**Texte présenté:**

3 sept. 2022

KING'S X : Three Sides Of One

 Cela faisait 14 ans que les fans de KING'S X attendaient leur nouvel album.



Parmi ces fans, certains, comme moi, l'attendaient en fait depuis 24 ans et l'excellent "Tape Head", dont les successeurs se sont malheursent avérés aussi pauvrement composés que produits.

En parlant de production et de son : écoutez cet album sur un vrai support CD (ou le vinyle fort bien masterisé) et un vrai système de son : les plateformes de streaming ne rendent pas DU TOUT compte de la puissance de celle-ci. Même si elle est parfois un peu boueuse à mon goût.

"Three sides of one" donc. Un titre qui fait d'autant plus sens pour un trio dont la puissance scénique n'est plus à prouver, et dont les 7 premiers albums sont des chefs d'oeuvre avant-gardistes mêlant métal, prog, gospel-blues-soul et psychédélisme; dans lesquelles des cascades de choeurs croisent des murs de guitare on ne peut plus massifs, dans des morceaux lorgnant autant sur la recherche que sur le tube ultime. Un titre qui reflète aussi la variété des styles abordés dans l’opus, et l’apport marqué de chacun des membres du groupe, parfois au détriment d’un vrai sentiment de « groupe ». Loin des yeux loin du cœur : avec leurs situations géographiques on ne peut plus éclatées depuis plus de 20 ans, le groupe fonctionne en grande partie par des titres déjà pondus/finis chacun dans son coin.

**Consignes:**
1. D'après la chronique, depuis combien d'années les fans de KING'S X attendaient-ils leur nouvel album ?
2. Actualisez le passage de la chronique allant de « KING'S X : Three » à « composés que produits. » en remplaçant « fans » par « admirateurs ».

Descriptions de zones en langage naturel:
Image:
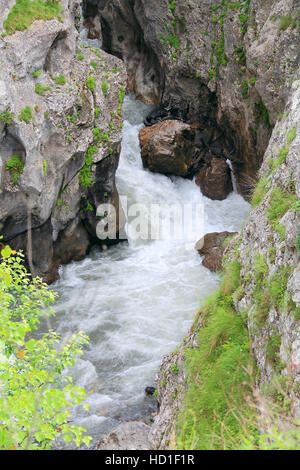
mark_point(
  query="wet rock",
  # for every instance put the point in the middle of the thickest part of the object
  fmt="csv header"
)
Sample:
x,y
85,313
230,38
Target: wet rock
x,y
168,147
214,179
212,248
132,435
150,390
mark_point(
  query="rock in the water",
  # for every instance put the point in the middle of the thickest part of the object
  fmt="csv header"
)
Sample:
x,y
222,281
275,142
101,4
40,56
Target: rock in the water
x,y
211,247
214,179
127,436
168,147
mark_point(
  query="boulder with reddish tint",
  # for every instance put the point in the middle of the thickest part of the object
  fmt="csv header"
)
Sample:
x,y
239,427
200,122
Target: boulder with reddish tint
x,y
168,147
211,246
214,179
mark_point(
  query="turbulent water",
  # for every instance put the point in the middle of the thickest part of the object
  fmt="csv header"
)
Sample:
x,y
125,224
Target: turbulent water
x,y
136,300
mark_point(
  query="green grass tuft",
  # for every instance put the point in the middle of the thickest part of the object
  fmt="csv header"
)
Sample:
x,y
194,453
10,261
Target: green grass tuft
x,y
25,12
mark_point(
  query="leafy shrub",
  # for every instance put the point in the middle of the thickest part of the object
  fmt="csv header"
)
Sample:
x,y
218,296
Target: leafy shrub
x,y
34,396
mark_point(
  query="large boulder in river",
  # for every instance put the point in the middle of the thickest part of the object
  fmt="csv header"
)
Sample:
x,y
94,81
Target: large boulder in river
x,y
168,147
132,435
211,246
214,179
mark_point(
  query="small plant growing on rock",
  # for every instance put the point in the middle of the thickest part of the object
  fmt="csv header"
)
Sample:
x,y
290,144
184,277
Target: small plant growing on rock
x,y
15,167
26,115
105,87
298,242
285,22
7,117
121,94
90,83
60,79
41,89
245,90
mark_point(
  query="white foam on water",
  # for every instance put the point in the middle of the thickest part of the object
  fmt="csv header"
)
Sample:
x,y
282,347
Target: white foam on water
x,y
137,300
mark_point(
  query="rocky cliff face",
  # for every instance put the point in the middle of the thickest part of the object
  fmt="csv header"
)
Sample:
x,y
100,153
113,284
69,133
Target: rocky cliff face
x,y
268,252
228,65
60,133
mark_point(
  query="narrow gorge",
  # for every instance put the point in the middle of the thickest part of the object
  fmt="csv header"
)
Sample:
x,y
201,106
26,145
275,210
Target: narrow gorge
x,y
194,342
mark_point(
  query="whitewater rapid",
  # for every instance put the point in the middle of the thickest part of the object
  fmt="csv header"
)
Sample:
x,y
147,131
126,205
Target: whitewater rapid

**Réponses par consigne:**
1. Depuis 14 ans.

2.
KING'S X : Three Sides Of One

 Cela faisait 14 ans que les admirateurs de KING'S X attendaient leur nouvel album.



Parmi ces admirateurs, certains, comme moi, l'attendaient en fait depuis 24 ans et l'excellent "Tape Head", dont les successeurs se sont malheursent avérés aussi pauvrement composés que produits.